**Work order:**
Would you restate every entry that follows, word for word, and leave out the pictures?

[Dataset items]
________

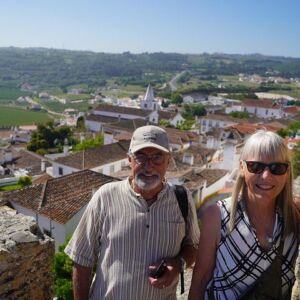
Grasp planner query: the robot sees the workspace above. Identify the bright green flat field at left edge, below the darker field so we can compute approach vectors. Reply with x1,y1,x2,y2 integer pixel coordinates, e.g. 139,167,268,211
0,105,51,127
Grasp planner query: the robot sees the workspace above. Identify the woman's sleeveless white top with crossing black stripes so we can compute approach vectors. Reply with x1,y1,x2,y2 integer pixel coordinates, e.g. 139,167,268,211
205,199,297,300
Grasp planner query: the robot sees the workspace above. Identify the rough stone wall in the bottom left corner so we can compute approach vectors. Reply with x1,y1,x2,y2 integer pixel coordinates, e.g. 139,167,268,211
0,206,54,300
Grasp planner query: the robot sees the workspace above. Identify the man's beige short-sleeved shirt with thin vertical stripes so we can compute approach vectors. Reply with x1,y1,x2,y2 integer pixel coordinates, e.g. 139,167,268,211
65,179,199,300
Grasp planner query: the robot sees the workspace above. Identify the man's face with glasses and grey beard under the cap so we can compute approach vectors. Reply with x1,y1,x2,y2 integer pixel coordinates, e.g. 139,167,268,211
128,148,169,191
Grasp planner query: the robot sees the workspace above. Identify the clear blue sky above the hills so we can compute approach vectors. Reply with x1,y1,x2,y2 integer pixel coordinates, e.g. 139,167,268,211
0,0,300,57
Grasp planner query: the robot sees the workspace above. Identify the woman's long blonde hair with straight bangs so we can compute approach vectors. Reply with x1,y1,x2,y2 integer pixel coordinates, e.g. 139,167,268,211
229,130,298,236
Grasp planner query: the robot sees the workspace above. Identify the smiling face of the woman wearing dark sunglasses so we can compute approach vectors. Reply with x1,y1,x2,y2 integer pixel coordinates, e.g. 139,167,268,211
240,157,289,201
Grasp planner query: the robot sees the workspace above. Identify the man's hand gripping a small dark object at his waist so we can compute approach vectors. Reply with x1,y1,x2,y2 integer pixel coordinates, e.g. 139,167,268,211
148,258,181,289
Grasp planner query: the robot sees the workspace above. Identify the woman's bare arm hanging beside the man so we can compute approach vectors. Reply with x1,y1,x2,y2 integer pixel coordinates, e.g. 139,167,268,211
188,204,221,300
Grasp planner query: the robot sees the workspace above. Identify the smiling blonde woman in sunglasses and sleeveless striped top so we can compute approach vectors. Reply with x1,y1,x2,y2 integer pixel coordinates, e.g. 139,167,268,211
189,131,299,300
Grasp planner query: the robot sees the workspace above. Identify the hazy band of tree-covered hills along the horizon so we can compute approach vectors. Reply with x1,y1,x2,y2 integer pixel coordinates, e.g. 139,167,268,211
0,47,300,90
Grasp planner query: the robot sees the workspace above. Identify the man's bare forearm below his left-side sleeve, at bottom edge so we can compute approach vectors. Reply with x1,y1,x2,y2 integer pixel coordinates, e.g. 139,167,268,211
72,263,92,300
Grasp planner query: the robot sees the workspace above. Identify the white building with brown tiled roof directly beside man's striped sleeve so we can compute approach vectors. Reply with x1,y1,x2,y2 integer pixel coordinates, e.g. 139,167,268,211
4,170,117,251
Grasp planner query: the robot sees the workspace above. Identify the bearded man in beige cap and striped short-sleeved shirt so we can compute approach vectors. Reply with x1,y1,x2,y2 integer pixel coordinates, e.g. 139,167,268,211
65,126,199,300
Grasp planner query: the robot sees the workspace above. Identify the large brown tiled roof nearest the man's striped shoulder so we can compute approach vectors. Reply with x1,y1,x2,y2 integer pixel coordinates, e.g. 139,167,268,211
3,170,118,224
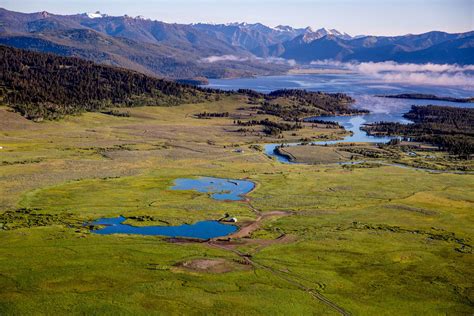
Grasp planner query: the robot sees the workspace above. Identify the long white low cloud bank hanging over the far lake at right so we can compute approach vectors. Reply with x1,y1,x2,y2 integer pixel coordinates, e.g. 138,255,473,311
311,60,474,87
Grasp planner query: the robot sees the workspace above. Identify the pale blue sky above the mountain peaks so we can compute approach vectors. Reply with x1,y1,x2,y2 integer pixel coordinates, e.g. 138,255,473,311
0,0,474,35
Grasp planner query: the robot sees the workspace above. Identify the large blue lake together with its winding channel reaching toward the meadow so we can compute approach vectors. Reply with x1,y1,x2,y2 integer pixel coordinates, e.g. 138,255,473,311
208,73,474,163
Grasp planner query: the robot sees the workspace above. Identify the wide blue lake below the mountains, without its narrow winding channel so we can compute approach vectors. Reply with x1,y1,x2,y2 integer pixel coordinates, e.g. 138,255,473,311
209,73,474,121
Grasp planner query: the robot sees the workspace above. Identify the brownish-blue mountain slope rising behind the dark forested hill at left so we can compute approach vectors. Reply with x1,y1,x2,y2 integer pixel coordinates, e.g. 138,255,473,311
0,8,287,78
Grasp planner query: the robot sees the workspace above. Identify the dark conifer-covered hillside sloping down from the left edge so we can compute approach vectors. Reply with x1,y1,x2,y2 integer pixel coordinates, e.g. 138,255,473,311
0,46,222,120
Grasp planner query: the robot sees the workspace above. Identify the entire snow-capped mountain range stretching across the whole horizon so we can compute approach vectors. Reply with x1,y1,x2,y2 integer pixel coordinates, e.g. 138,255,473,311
0,9,474,78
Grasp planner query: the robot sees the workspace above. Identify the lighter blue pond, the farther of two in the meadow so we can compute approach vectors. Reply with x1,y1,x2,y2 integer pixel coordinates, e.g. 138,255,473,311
172,177,255,201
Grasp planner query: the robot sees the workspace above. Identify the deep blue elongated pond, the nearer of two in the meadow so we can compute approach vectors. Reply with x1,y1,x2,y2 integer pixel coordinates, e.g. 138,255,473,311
91,216,237,239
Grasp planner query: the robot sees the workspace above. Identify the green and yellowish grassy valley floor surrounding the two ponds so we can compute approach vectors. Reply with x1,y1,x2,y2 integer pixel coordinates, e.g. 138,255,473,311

________

**Your response:**
Grasp planner query: the robot sees the workspace above. Identify the bright green flat field at left edge, below the darker field so we can compute approach vectors. Reply with x1,y1,x2,y2 integer pixel coordinates, e.g. 139,167,268,211
0,105,51,127
Grasp planner query: the robot sees the workspace above. Identify the woman's sleeveless white top with crossing black stripes so we can compute approach vectors. Reply with x1,y1,x2,y2 integer pixel coordinates, e.g. 139,167,268,211
205,199,297,300
Grasp planner query: the robot sees the workspace above. Identify the rough stone wall in the bottom left corner so we can compute approach vectors. Reply with x1,y1,x2,y2 integer pixel coordinates, e.g. 139,167,268,211
0,206,54,300
Grasp planner query: the robot sees the workspace above. Identify the man's beige short-sleeved shirt with thin vertical stripes so we can compute approach vectors. Reply with x1,y1,x2,y2 integer pixel coordinates, e.g. 139,167,268,211
65,179,199,300
Grasp planner query: the robot sees the workspace above. Identify the man's face with glasses and grey beard under the cap so we can compute approach vectors. Reply with x1,y1,x2,y2 integer pixel coordinates, e.g. 139,167,268,211
128,148,169,191
Grasp planner query: the robot sees the workspace above. Identify the clear blue sky above the hills so we can compute approach vectors. Reply with x1,y1,x2,y2 integer pixel coordinates, e.g. 139,167,268,211
0,0,300,57
Grasp planner query: the robot sees the workspace above. Identify the woman's long blonde hair with straight bangs so we can compute approach vectors. Reply with x1,y1,x2,y2 integer pixel coordinates, e.g. 139,167,268,211
229,130,298,236
Grasp planner query: the robot sees the workspace above. Identify the smiling face of the woman wearing dark sunglasses so we can compute approach vectors. Reply with x1,y1,x2,y2 integer pixel coordinates, e.g. 139,167,268,211
240,157,289,201
Grasp planner query: the robot sees the workspace above. Identify the man's hand gripping a small dark object at his waist so we can compute approach vectors. Reply with x1,y1,x2,y2 integer pixel coordinates, e.g. 139,167,268,211
148,258,181,289
Grasp planner query: the robot sees the workspace above. Identify the woman's bare arm hanging beside the man so we can compute approach vectors. Reply with x1,y1,x2,y2 integer pixel coordinates, e.g. 139,167,268,211
188,204,221,300
Grasp planner query: the robot sees the workspace above. Identify the smiling blonde woman in sunglasses and sleeveless striped top so we can compute approach vectors. Reply with x1,y1,x2,y2 integer pixel coordinates, e.g. 139,167,268,211
189,131,299,300
Grasp planner query: the robot sees the workspace above. Identify the hazy band of tree-covered hills along the horizon so we can compute approach vectors. Reply with x1,y1,x2,y2 integer pixel coordinates, e.g. 139,167,268,211
0,47,300,90
Grasp planner query: the robot sees the workspace above. Identify the man's bare forearm below his left-side sleeve, at bottom edge so we can compute approach vectors. Reply with x1,y1,x2,y2 integer pixel coordinates, e.g. 139,167,268,211
72,263,92,300
Grasp planner query: the robot sees the workspace above. Identify the white building with brown tiled roof directly beside man's striped sleeve so we can compute approach vectors. Reply with x1,y1,x2,y2 integer pixel coordinates, e.g. 139,167,268,211
4,170,117,251
Grasp planner query: the robot sees the workspace above. Identify the bearded man in beige cap and striped short-sleeved shirt so we can compute approach vectors. Reply with x1,y1,x2,y2 integer pixel coordinates, e.g. 139,167,268,211
65,126,199,300
Grasp planner query: the robot sees the workspace above. Identify the large brown tiled roof nearest the man's striped shoulder so we can compute approach vectors. Reply with x1,y1,x2,y2 integer pixel coordinates, e.g. 139,167,268,211
3,170,118,224
Grasp planner query: the robot sees the workspace above. Identify the long white low cloud bank hanging over the far lake at right so we can compute approach vectors. Reply with x1,y1,x2,y2 integer pixel coordinates, e.g. 138,255,473,311
311,60,474,87
Grasp planner query: the robot sees the workspace above. Identify the pale blue sky above the mountain peaks so we can compute approach vectors. Reply with x1,y1,x2,y2 integer pixel coordinates, e.g. 138,255,473,311
0,0,474,35
Grasp planner query: the robot sees the workspace above. Identify the large blue lake together with its winding channel reaching toward the meadow so we can compute approach vectors. Reply with x1,y1,x2,y2 integer pixel coordinates, e.g. 138,255,473,311
208,73,474,163
Grasp planner query: the robot sees the workspace above. Identify the wide blue lake below the mountains, without its narrow winding channel so we can compute approach vectors. Reply with x1,y1,x2,y2 integer pixel coordinates, e.g. 138,255,473,311
209,73,474,121
Grasp planner query: the robot sees the workspace above. Identify the brownish-blue mountain slope rising behind the dark forested hill at left so we can compute approach vectors. Reply with x1,y1,x2,y2 integer pixel coordinates, e.g. 138,255,473,311
0,8,287,78
Grasp planner query: the robot sees the workspace above. Identify the dark conifer-covered hillside sloping down from the left edge so we can compute approach vectors. Reply with x1,y1,x2,y2 integer pixel coordinates, e.g. 138,255,473,311
0,46,222,120
Grasp planner query: the robot sees the workspace above. Identify the entire snow-capped mountain range stretching across the whole horizon so we can compute approach vectors. Reply with x1,y1,x2,y2 integer pixel coordinates, e.g. 138,255,473,311
0,9,474,78
Grasp planner query: the robot sees the workspace above. Identify the lighter blue pond, the farther of two in the meadow so we can compute approach vectors. Reply with x1,y1,x2,y2 integer pixel coordinates, e.g. 138,255,473,311
172,177,255,201
Grasp planner query: the robot sees the workspace above. Identify the deep blue elongated pond, the nearer of two in the meadow so we can compute approach vectors. Reply with x1,y1,x2,y2 integer pixel coordinates, e.g. 138,255,473,311
91,216,237,239
Grasp planner query: the robot sees the workspace above. Identify the green and yellowish grassy valley floor surrounding the two ponds so we can compute approach vectors. Reply with x1,y1,x2,y2 integer pixel coordinates, e.g. 138,255,473,311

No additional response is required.